**Условие задания**
Перепишите дословно все приведённые ниже данные. Изображения в ответ не включайте.

[Записи набора данных]
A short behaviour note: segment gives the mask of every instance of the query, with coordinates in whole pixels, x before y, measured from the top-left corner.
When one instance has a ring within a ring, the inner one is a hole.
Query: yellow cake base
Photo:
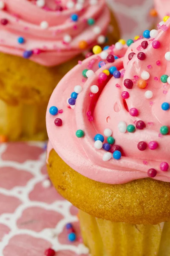
[[[169,256],[170,222],[131,225],[79,211],[82,234],[91,256]]]

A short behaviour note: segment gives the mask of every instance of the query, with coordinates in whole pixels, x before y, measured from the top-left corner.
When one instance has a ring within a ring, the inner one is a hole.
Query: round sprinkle
[[[135,130],[135,127],[133,125],[129,125],[127,126],[127,131],[129,132],[133,132]]]
[[[163,110],[168,110],[170,109],[170,104],[167,102],[164,102],[162,105],[161,108]]]
[[[115,78],[119,78],[120,77],[121,73],[119,70],[115,70],[114,71],[113,75]]]
[[[76,93],[79,93],[82,90],[82,88],[81,85],[76,85],[74,89],[74,91]]]
[[[79,16],[77,14],[74,13],[71,15],[71,19],[73,21],[77,21],[79,19]]]
[[[132,89],[133,85],[133,83],[130,79],[125,79],[124,82],[124,84],[128,89]]]
[[[150,77],[150,74],[147,71],[143,71],[141,74],[141,78],[144,80],[148,80]]]
[[[144,30],[143,33],[143,36],[145,38],[150,38],[150,31],[148,29]]]
[[[138,53],[137,57],[140,61],[143,61],[146,58],[146,55],[144,52],[140,52]]]
[[[151,150],[156,149],[158,147],[158,144],[156,141],[150,141],[148,144],[148,148]]]
[[[99,87],[97,85],[92,85],[91,87],[91,91],[93,93],[97,93],[99,91]]]
[[[97,149],[101,149],[103,146],[103,143],[100,140],[96,140],[94,145],[94,147]]]
[[[40,27],[42,29],[46,29],[49,26],[48,23],[45,20],[42,21],[40,23]]]
[[[76,239],[76,235],[75,233],[70,233],[68,235],[68,239],[71,242],[74,242]]]
[[[130,53],[129,53],[129,54],[128,55],[128,58],[129,59],[129,60],[130,61],[133,57],[133,56],[135,55],[136,53],[135,53],[135,52],[130,52]]]
[[[113,152],[113,158],[115,159],[119,160],[119,159],[120,159],[121,158],[121,156],[122,156],[122,154],[121,154],[121,152],[120,152],[120,151],[119,151],[118,150],[116,150],[116,151],[115,151]]]
[[[113,132],[110,129],[106,128],[104,131],[104,135],[105,136],[106,136],[106,137],[109,137],[112,135],[112,132]]]
[[[144,96],[146,99],[151,99],[153,96],[153,93],[152,91],[146,91],[144,93]]]
[[[76,132],[76,135],[78,138],[82,138],[85,136],[85,133],[82,130],[77,130]]]
[[[116,67],[114,67],[113,66],[113,67],[110,67],[110,69],[109,69],[109,71],[111,75],[113,75],[114,72],[117,70],[117,68]]]
[[[24,44],[25,43],[25,39],[24,38],[22,37],[18,38],[17,39],[17,41],[18,43],[20,44]]]
[[[150,31],[150,37],[153,38],[155,38],[158,35],[158,31],[156,29],[152,29]]]
[[[107,138],[107,141],[108,142],[108,143],[109,143],[110,144],[113,145],[114,143],[115,140],[114,139],[114,138],[111,137],[111,136],[110,136]]]
[[[105,153],[103,157],[103,161],[108,161],[112,157],[112,154],[110,152],[106,152]]]
[[[91,77],[91,76],[93,76],[94,73],[94,72],[93,70],[89,70],[86,72],[85,74],[87,77],[88,78],[89,77]]]
[[[162,83],[167,83],[167,80],[168,78],[168,76],[167,75],[163,75],[161,77],[161,81]]]
[[[119,131],[122,133],[125,133],[126,131],[127,126],[124,121],[121,121],[118,124]]]
[[[102,51],[102,49],[99,45],[95,45],[93,48],[93,52],[94,54],[98,54]]]
[[[160,164],[160,169],[163,172],[167,172],[169,169],[169,164],[166,162],[162,162]]]
[[[124,91],[122,93],[121,96],[123,98],[123,99],[128,99],[129,97],[129,93],[128,92]]]
[[[163,125],[163,126],[162,126],[160,129],[160,132],[163,135],[166,135],[169,132],[168,127],[166,125]]]
[[[153,168],[149,169],[149,170],[147,171],[147,175],[150,178],[153,178],[153,177],[155,177],[157,171]]]
[[[94,25],[95,23],[95,21],[94,20],[94,19],[93,19],[92,18],[90,18],[88,20],[88,23],[89,26],[92,26],[93,25]]]
[[[133,40],[132,39],[128,39],[126,42],[126,44],[128,45],[128,46],[129,47],[133,43],[134,43]]]
[[[144,151],[147,148],[147,144],[144,141],[140,141],[138,144],[138,148],[140,151]]]
[[[114,61],[114,57],[112,54],[109,54],[107,57],[106,60],[108,62],[112,63]]]
[[[138,81],[138,86],[140,89],[144,89],[147,85],[147,83],[146,81],[141,79]]]
[[[96,141],[96,140],[100,140],[102,142],[103,142],[105,138],[104,136],[100,134],[96,134],[94,138],[94,140]]]
[[[100,57],[101,59],[102,60],[106,60],[107,59],[107,57],[108,55],[108,53],[105,51],[103,51],[100,54]]]
[[[105,143],[103,145],[103,148],[106,151],[109,151],[110,149],[110,145],[108,143]]]
[[[54,124],[57,126],[61,126],[62,124],[62,121],[60,118],[56,118],[54,120]]]
[[[139,120],[139,121],[137,121],[136,123],[136,127],[137,129],[142,130],[146,127],[146,125],[143,121]]]
[[[58,109],[57,107],[53,106],[50,108],[49,111],[51,115],[52,115],[53,116],[55,116],[58,114]]]
[[[170,61],[170,52],[167,52],[165,54],[165,58],[167,61]]]
[[[170,16],[164,16],[163,19],[163,20],[164,21],[164,22],[166,22],[166,21],[167,20],[169,19],[169,17],[170,17]]]
[[[157,41],[157,40],[155,40],[153,41],[152,43],[152,47],[154,49],[158,49],[161,46],[161,44],[159,41]]]
[[[147,41],[143,41],[141,43],[141,46],[144,49],[146,49],[148,45]]]
[[[115,44],[115,47],[116,50],[122,50],[123,48],[123,45],[120,42],[117,42]]]
[[[132,116],[137,116],[139,115],[138,111],[136,108],[132,108],[129,110],[129,113]]]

**Выполненное упражнение**
A short behaviour note: segment gives the mask of every instance of the query, with coordinates in whole pixels, x before y, measured from the top-left corner.
When one instance has a ring within a ring, the inner one is a hole.
Query: yellow cake base
Photo:
[[[169,256],[170,222],[131,225],[79,211],[82,234],[91,256]]]

A short behaviour note: segment gives the mask of every instance of the query, with coordinates in whole pixels, x before y, measured from the top-left corner.
When one instance has a ring within a ring, the inner one is a hole.
Query: round sprinkle
[[[135,130],[135,127],[133,125],[129,125],[127,126],[127,131],[129,132],[133,132]]]
[[[163,110],[168,110],[170,109],[170,104],[167,102],[164,102],[162,105],[161,108]]]
[[[115,78],[119,78],[120,77],[121,73],[119,70],[115,70],[114,71],[113,75]]]
[[[76,93],[79,93],[82,90],[82,88],[81,85],[76,85],[74,89],[74,91]]]
[[[79,16],[77,14],[74,13],[71,15],[71,19],[73,21],[77,21],[79,19]]]
[[[132,89],[133,85],[133,83],[130,79],[125,79],[124,82],[124,84],[128,89]]]
[[[150,77],[150,74],[147,71],[143,71],[141,74],[141,78],[144,80],[148,80]]]
[[[144,30],[143,33],[143,36],[145,38],[150,38],[150,31],[148,29]]]
[[[138,53],[137,57],[140,61],[143,61],[146,58],[146,55],[144,52],[140,52]]]
[[[151,150],[156,149],[158,147],[158,144],[156,141],[150,141],[148,144],[148,148]]]
[[[99,87],[97,85],[92,85],[91,87],[91,91],[93,93],[97,93],[99,91]]]
[[[97,149],[101,149],[103,146],[103,143],[100,140],[96,140],[94,145],[94,147]]]
[[[40,27],[42,29],[46,29],[49,26],[48,23],[45,20],[42,21],[40,23]]]
[[[76,239],[76,235],[75,233],[70,233],[68,235],[68,239],[71,242],[74,242]]]
[[[130,53],[129,53],[129,54],[128,55],[128,58],[129,59],[129,60],[130,61],[133,57],[133,56],[135,55],[136,53],[135,53],[135,52],[130,52]]]
[[[113,152],[113,158],[115,159],[119,160],[119,159],[120,159],[121,158],[121,156],[122,156],[122,154],[121,154],[121,152],[120,152],[120,151],[119,151],[118,150],[116,150],[116,151],[115,151]]]
[[[113,132],[110,129],[106,128],[104,131],[104,135],[105,136],[106,136],[106,137],[109,137],[112,135],[112,132]]]
[[[144,96],[146,99],[151,99],[153,96],[153,93],[152,91],[146,91],[144,93]]]
[[[76,132],[76,135],[78,138],[82,138],[85,136],[85,133],[82,130],[77,130]]]
[[[116,67],[114,67],[113,66],[113,67],[110,67],[110,69],[109,69],[109,71],[111,75],[113,75],[114,72],[117,70],[117,68]]]
[[[24,44],[25,43],[25,39],[24,38],[22,37],[18,38],[17,39],[17,41],[18,43],[20,44]]]
[[[150,31],[150,37],[153,38],[155,38],[158,35],[158,31],[156,29],[152,29]]]
[[[107,138],[107,141],[108,142],[108,143],[109,143],[110,144],[113,145],[114,143],[115,140],[114,139],[114,138],[111,137],[111,136],[110,136]]]
[[[105,153],[103,157],[103,161],[108,161],[112,157],[112,154],[110,152],[106,152]]]
[[[91,77],[91,76],[93,76],[94,73],[94,72],[93,70],[89,70],[86,72],[85,74],[87,77],[88,78],[89,77]]]
[[[162,83],[167,83],[167,80],[168,78],[168,76],[167,75],[163,75],[161,77],[161,81]]]
[[[119,131],[122,133],[125,133],[126,131],[127,126],[124,121],[121,121],[118,124]]]
[[[102,51],[102,49],[99,45],[95,45],[93,48],[93,52],[94,54],[98,54]]]
[[[160,164],[160,169],[163,172],[167,172],[169,169],[169,164],[166,162],[162,162]]]
[[[124,91],[122,93],[121,96],[123,98],[123,99],[128,99],[129,97],[129,93],[128,92]]]
[[[163,125],[163,126],[162,126],[160,129],[160,132],[163,135],[166,135],[169,132],[168,127],[166,125]]]
[[[153,168],[149,169],[149,170],[147,171],[147,175],[150,178],[153,178],[153,177],[155,177],[157,171]]]
[[[94,25],[95,23],[95,21],[94,20],[94,19],[93,19],[92,18],[90,18],[88,20],[88,23],[89,26],[92,26],[93,25]]]
[[[133,40],[132,39],[128,39],[126,42],[126,44],[128,45],[128,46],[129,47],[133,43],[134,43]]]
[[[144,151],[147,148],[147,144],[144,141],[140,141],[138,144],[138,148],[140,151]]]
[[[114,61],[114,57],[112,54],[109,54],[107,57],[106,60],[108,62],[112,63]]]
[[[138,81],[138,86],[140,89],[144,89],[147,85],[147,83],[146,81],[141,79]]]
[[[96,141],[96,140],[100,140],[102,142],[103,142],[105,138],[104,136],[100,134],[96,134],[94,138],[94,140]]]
[[[100,57],[101,59],[102,60],[106,60],[107,59],[107,57],[108,55],[108,53],[105,51],[103,51],[100,54]]]
[[[105,143],[103,145],[103,148],[106,151],[109,151],[110,149],[110,145],[108,143]]]
[[[54,124],[57,126],[61,126],[62,124],[62,121],[60,118],[56,118],[54,120]]]
[[[139,120],[139,121],[137,121],[136,123],[136,127],[137,129],[142,130],[146,127],[146,125],[143,121]]]
[[[58,109],[57,107],[53,106],[50,108],[49,111],[51,115],[52,115],[53,116],[55,116],[58,114]]]
[[[170,61],[170,52],[167,52],[165,54],[165,58],[167,61]]]
[[[170,16],[164,16],[163,19],[163,20],[164,21],[164,22],[166,22],[166,21],[167,20],[169,19],[169,17],[170,17]]]
[[[157,41],[157,40],[155,40],[153,41],[152,43],[152,47],[154,49],[158,49],[161,46],[161,44],[159,41]]]
[[[147,41],[143,41],[141,43],[141,46],[144,49],[146,49],[148,45]]]
[[[115,44],[115,47],[116,50],[122,50],[123,48],[123,45],[120,42],[117,42]]]
[[[132,116],[137,116],[139,115],[138,111],[136,108],[132,108],[129,110],[129,113]]]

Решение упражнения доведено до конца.